### What to produce
Only the images are to be dropped; the records themselves must be repeated exactly.

(Source records Opens)

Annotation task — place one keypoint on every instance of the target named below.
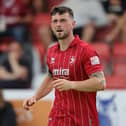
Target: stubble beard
(65, 35)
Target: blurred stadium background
(26, 22)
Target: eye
(62, 20)
(54, 21)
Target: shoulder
(52, 47)
(87, 49)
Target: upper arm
(100, 76)
(91, 61)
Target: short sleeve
(48, 64)
(90, 60)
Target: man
(74, 71)
(7, 112)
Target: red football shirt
(73, 108)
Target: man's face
(62, 25)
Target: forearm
(94, 83)
(44, 89)
(90, 85)
(8, 76)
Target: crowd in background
(25, 29)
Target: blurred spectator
(7, 113)
(89, 15)
(118, 32)
(41, 29)
(14, 17)
(15, 68)
(116, 14)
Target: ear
(73, 24)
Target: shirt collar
(74, 42)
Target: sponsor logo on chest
(61, 72)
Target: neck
(64, 43)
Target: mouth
(59, 30)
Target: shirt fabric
(77, 63)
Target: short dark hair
(61, 10)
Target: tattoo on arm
(100, 76)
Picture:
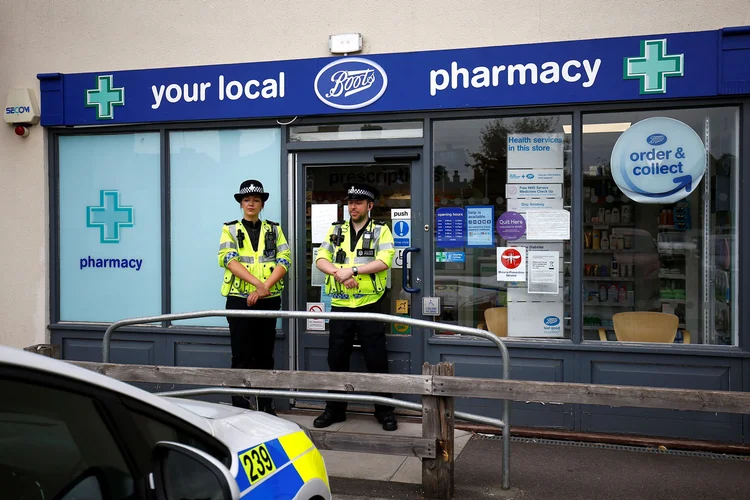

(Source records Closes)

### Written answer
Annotation task — place one keypoint on every instance of the target named below.
Target: stubble beard
(65, 35)
Target: blurred stadium background
(26, 22)
Target: eye
(62, 20)
(54, 21)
Target: shoulder
(52, 47)
(87, 49)
Target: upper arm
(100, 76)
(91, 61)
Target: short sleeve
(48, 64)
(90, 60)
Target: man
(74, 71)
(7, 112)
Target: red football shirt
(73, 108)
Target: man's face
(62, 25)
Target: forearm
(94, 83)
(44, 89)
(90, 85)
(8, 76)
Target: crowd in background
(25, 29)
Target: blurred spectator
(7, 113)
(89, 15)
(118, 32)
(41, 29)
(14, 17)
(15, 68)
(116, 14)
Target: ear
(73, 24)
Target: shirt collar
(74, 42)
Target: sponsor logo on chest
(61, 72)
Target: neck
(64, 43)
Target: mouth
(59, 30)
Target: shirt fabric
(77, 63)
Target: short dark hair
(61, 10)
Target: tattoo on arm
(100, 76)
Picture:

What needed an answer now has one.